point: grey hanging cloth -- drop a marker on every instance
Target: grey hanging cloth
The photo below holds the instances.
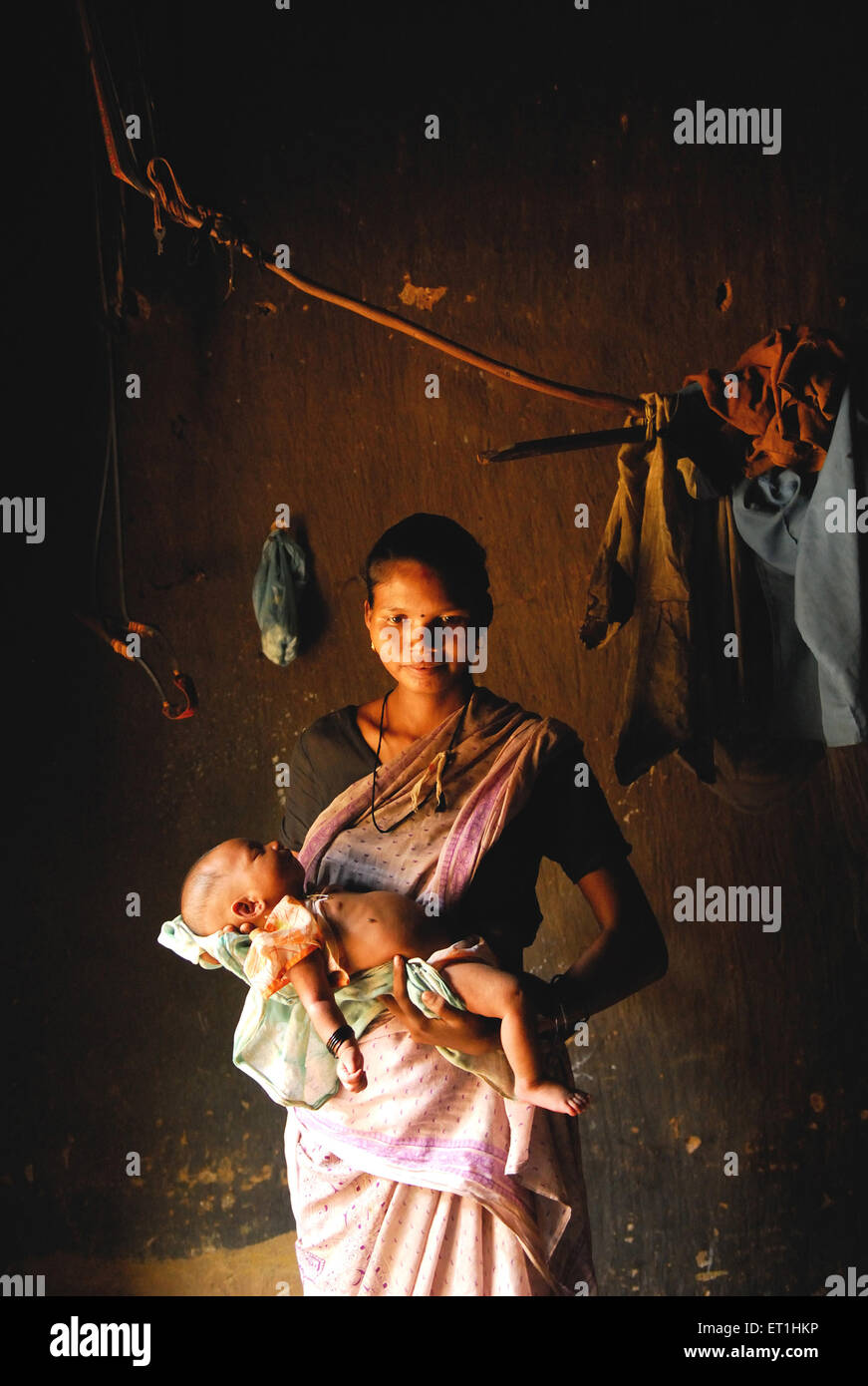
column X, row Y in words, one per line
column 281, row 574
- - -
THE TASK: Set down every line of the items above word for word, leaving out the pictures.

ANSWER IN FULL:
point: grey hanging cloth -- drop a marker on every instance
Target: grey hanging cloth
The photo below holds the instances.
column X, row Y in words, one per line
column 281, row 574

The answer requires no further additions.